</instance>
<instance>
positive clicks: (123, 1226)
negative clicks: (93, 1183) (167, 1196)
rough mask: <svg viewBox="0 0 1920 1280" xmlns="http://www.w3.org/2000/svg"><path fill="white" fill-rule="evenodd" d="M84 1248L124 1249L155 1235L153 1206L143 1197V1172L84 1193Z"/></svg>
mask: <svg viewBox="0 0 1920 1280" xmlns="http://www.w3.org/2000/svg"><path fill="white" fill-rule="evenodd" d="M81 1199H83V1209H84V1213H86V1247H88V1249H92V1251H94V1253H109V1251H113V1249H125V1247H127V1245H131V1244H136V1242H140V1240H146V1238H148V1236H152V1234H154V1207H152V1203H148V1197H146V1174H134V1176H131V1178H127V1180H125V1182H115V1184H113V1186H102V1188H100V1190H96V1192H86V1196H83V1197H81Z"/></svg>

_____

Task goal:
Print every record above. Keep each one exactly as it is.

Solution to this exercise:
</instance>
<instance>
positive clicks: (123, 1226)
negative clicks: (93, 1183) (167, 1196)
rough mask: <svg viewBox="0 0 1920 1280" xmlns="http://www.w3.org/2000/svg"><path fill="white" fill-rule="evenodd" d="M84 1248L124 1249L155 1235L153 1206L143 1197V1172L84 1193Z"/></svg>
mask: <svg viewBox="0 0 1920 1280" xmlns="http://www.w3.org/2000/svg"><path fill="white" fill-rule="evenodd" d="M81 1199H83V1209H84V1213H86V1247H88V1249H92V1251H94V1253H109V1251H113V1249H125V1247H127V1245H131V1244H136V1242H140V1240H146V1238H148V1236H152V1234H154V1207H152V1203H148V1197H146V1174H134V1176H131V1178H127V1180H125V1182H115V1184H113V1186H102V1188H100V1190H96V1192H86V1196H83V1197H81Z"/></svg>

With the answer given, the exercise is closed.